Exercise text Block Start

- Specialty: Pulmonology

= Lung hernia =

Lung hernia (Sibson hernia) is a protrusion of lung outside of thoracic wall. In 20% patients with lung hernia, the incidence is congenital. In 80% of the cases, the hernia is noted after chest trauma, thoracic surgery or certain pulmonary diseases. Congenital hernia occurs because of the weakness of the suprapleural membrane or neck muscles. In pulmonary diseases such as asthma, frequent coughing can lead to high intra thoracic pressure, causing the lung to herniate out. Lung hernia may occur near the neck (cervical), between the ribs (intercostal), near the vertebrae (paravertebral) or near the sternum (parasternal).

==Clinical manifestations==
The patient presents with a protrusion near the neck or between the ribs. The mass becomes prominent when the patient is straining or coughing. In asymptomatic individuals, lung hernia is incidentally detected in a chest X-ray taken for another reason. On physical examination, a prominence or mass is seen during Valsalva maneuver.

Exercise text Block End
Record extracts Block Start

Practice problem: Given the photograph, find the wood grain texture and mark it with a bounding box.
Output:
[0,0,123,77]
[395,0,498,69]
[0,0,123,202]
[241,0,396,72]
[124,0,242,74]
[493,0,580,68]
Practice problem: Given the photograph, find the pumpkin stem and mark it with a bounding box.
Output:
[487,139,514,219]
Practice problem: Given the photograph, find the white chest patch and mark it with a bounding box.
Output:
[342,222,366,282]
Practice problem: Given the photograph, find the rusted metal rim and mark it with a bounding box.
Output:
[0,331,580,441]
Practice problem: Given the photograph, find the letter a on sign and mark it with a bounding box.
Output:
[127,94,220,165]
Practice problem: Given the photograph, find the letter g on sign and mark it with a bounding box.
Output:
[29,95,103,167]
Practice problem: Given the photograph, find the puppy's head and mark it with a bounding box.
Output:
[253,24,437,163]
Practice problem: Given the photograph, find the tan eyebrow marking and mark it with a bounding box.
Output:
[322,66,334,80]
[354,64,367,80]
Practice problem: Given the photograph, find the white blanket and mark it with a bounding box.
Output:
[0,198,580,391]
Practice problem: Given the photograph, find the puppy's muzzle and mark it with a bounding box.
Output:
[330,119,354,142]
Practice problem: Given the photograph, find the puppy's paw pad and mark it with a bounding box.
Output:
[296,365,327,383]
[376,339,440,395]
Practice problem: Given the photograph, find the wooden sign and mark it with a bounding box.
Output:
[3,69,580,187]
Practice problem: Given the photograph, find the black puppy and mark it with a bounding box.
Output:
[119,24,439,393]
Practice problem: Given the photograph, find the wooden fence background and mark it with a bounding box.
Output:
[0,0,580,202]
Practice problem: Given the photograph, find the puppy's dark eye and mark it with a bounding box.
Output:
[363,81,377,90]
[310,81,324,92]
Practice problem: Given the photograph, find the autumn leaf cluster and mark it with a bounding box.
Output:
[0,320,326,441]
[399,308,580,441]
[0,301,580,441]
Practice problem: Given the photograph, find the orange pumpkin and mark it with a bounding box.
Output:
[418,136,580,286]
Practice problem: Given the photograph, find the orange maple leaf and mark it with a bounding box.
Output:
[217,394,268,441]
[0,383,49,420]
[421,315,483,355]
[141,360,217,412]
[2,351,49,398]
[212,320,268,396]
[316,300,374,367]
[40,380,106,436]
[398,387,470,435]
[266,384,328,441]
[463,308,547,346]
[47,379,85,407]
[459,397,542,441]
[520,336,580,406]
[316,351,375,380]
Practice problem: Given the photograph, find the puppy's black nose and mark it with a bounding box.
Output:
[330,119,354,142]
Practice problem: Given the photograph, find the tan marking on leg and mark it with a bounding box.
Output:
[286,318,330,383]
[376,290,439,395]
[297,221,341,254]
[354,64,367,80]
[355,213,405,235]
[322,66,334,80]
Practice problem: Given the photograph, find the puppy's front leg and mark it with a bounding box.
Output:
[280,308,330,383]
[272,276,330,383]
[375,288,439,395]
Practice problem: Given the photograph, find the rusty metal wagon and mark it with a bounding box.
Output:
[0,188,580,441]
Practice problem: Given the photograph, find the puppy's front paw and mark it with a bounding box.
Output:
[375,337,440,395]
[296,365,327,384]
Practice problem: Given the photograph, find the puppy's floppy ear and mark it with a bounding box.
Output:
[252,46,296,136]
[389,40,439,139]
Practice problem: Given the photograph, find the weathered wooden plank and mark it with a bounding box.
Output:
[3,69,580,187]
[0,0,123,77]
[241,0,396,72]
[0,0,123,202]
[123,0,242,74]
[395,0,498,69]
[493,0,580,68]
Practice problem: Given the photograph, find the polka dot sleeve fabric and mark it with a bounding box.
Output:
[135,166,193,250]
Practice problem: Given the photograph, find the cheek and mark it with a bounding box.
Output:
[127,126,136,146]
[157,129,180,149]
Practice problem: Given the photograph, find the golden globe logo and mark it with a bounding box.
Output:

Record extracts Block End
Record extracts Block Start

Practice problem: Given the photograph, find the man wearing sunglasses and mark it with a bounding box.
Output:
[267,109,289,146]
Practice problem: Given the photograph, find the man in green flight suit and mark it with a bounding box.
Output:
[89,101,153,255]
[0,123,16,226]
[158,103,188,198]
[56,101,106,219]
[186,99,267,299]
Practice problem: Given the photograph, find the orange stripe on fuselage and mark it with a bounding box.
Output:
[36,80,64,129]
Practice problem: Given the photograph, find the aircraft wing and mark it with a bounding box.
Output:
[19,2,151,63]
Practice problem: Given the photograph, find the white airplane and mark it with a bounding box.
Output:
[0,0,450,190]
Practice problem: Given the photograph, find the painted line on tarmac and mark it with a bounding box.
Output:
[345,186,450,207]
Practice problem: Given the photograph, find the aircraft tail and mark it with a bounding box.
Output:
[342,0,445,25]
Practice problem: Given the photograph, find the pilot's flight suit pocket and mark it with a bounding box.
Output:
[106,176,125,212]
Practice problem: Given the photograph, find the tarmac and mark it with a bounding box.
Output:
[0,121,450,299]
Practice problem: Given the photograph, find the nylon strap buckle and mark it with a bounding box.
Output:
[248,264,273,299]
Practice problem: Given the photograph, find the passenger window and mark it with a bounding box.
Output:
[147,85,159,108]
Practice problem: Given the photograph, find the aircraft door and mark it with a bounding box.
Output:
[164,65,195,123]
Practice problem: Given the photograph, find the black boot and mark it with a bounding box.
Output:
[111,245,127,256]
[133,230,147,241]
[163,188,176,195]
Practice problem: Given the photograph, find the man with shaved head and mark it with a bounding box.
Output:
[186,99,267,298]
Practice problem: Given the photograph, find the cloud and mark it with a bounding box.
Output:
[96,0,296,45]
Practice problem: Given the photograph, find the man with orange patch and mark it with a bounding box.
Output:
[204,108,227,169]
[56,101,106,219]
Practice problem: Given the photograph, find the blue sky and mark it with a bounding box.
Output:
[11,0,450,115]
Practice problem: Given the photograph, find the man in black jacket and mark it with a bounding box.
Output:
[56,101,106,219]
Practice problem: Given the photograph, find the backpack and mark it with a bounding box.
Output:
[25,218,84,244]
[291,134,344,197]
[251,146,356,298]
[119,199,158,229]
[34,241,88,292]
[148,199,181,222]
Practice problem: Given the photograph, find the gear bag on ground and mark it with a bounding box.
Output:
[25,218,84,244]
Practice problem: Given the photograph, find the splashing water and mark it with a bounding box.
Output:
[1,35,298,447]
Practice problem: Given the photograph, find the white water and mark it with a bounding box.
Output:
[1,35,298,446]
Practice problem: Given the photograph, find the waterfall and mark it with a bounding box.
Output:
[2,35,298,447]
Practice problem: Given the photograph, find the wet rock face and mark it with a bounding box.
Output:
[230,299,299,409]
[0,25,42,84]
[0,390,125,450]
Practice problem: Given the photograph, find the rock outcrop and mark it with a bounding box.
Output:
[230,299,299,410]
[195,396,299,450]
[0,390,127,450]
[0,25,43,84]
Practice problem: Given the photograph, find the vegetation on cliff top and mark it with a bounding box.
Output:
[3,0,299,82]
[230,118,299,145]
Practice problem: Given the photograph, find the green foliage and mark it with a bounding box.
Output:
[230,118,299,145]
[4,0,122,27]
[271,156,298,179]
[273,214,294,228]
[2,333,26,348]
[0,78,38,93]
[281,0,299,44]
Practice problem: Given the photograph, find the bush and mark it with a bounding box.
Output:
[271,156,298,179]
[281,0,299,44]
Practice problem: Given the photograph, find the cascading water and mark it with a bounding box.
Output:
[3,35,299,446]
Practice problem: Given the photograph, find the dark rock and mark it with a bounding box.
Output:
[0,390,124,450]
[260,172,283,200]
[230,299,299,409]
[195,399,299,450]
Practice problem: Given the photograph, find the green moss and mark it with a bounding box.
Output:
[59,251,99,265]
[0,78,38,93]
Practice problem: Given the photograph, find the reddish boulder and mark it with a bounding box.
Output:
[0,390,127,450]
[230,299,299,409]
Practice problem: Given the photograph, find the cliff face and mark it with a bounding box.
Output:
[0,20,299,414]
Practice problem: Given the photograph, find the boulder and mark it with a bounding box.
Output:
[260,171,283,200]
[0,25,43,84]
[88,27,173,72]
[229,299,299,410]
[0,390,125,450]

Record extracts Block End
Record extracts Block Start

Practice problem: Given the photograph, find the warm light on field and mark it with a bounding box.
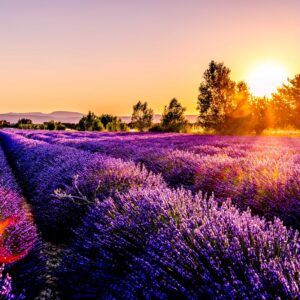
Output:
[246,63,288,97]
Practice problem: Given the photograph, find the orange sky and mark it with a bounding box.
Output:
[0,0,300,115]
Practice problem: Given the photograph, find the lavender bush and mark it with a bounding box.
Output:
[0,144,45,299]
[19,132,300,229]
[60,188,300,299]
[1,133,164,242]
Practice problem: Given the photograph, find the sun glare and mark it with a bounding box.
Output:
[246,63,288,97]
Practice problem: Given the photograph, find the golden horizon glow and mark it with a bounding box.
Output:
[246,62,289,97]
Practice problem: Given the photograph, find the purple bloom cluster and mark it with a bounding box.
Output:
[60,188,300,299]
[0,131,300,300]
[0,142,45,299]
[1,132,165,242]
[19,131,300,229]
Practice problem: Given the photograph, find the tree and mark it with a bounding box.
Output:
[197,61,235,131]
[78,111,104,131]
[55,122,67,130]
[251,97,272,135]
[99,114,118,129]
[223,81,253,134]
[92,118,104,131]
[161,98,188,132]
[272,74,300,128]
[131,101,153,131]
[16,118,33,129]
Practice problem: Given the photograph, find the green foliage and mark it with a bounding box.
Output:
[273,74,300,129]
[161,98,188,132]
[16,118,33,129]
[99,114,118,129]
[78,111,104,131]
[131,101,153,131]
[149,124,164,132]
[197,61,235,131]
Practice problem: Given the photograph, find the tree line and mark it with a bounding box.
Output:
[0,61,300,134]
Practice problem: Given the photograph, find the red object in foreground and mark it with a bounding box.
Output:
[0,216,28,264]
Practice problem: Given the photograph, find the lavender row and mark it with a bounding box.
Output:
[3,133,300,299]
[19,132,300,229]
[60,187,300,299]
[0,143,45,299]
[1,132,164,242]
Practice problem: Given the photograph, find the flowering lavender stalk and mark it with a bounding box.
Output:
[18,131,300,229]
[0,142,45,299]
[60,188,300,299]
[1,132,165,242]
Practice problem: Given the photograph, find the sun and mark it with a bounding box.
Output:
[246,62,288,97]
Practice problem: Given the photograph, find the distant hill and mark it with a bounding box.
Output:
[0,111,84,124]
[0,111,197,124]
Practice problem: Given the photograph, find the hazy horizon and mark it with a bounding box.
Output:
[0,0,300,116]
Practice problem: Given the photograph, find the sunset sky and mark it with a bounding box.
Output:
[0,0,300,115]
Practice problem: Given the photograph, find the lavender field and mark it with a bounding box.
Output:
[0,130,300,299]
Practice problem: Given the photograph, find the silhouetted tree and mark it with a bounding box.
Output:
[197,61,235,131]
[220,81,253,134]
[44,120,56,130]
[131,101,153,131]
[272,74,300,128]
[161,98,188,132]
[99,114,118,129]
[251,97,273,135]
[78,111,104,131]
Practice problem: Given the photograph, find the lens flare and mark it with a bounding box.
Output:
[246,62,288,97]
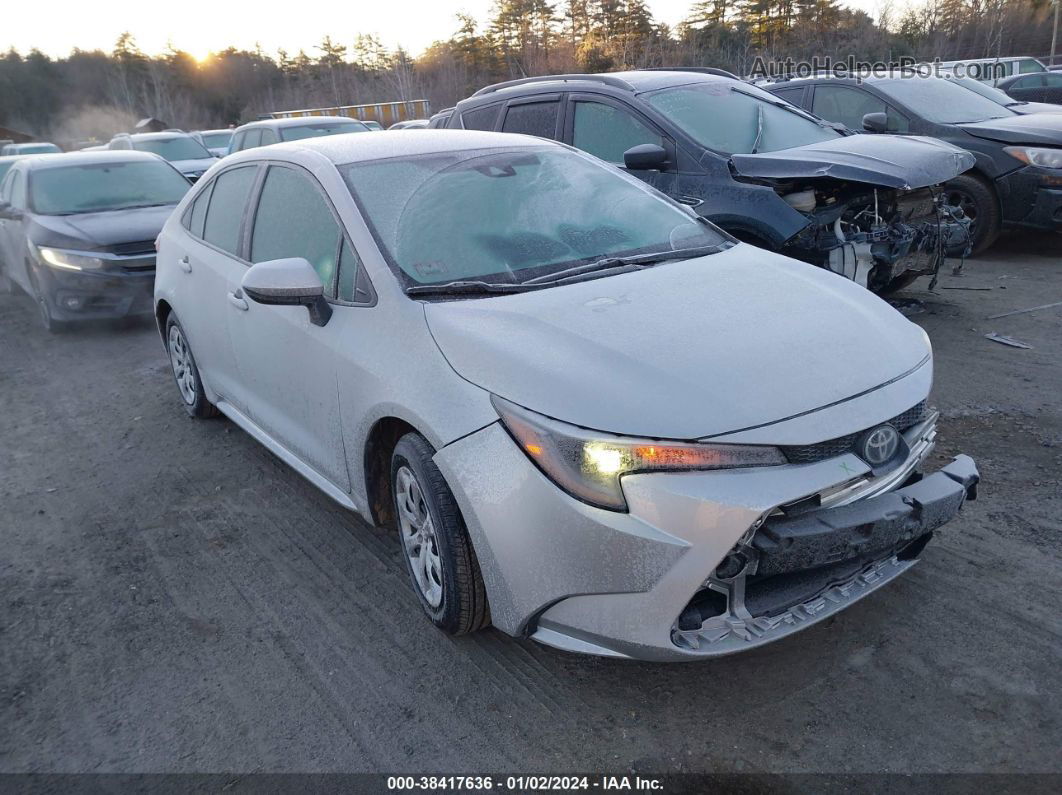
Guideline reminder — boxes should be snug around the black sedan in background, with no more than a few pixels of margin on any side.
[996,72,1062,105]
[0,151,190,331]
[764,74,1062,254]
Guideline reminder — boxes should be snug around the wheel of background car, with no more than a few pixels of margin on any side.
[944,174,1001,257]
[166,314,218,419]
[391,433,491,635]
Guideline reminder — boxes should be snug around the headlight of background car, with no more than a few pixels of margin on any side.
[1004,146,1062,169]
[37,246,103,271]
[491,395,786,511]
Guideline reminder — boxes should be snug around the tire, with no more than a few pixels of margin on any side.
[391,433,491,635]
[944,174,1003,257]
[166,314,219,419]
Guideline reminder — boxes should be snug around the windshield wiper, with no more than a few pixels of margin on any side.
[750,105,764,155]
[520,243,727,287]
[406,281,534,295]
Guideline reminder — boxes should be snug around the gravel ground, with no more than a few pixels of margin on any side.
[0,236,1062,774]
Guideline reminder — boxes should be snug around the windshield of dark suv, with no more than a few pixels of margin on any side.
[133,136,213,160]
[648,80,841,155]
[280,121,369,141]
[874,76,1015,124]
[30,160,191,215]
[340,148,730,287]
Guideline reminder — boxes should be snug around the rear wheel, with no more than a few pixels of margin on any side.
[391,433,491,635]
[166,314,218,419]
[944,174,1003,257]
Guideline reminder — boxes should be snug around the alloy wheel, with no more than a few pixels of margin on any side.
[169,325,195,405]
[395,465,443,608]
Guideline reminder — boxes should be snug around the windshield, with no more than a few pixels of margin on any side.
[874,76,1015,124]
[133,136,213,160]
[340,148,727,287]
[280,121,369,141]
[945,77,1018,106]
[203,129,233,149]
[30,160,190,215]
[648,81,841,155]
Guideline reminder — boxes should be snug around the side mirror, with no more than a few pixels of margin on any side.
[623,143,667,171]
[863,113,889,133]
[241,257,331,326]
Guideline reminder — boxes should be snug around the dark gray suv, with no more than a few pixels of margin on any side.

Record extracts Block End

▶ **Set of tasks**
(a) Using the lung hernia text, list every location where it says a lung hernia can occur, with the term it gives for each.
(b) Continue the lung hernia text from its last sentence.

▶ **Responses in order**
(a)
- Near the neck (cervical)
- Between the ribs (intercostal)
- Near the vertebrae (paravertebral)
- Near the sternum (parasternal)

(b)
==Treatment==
Asymptomatic lung hernias may be managed by close observation. In symptomatic cases, immediate reduction and closure of the defect is indicated to prevent incarceration and strangulation.

Although lung hernias are rare and usually benign in nature, it is important for physicians to be aware that these entities do exist so that they are not alarmed when they are encountered. Knowledge of the benign nature of lung hernias will prevent the use of unnecessary invasive procedures and surgery.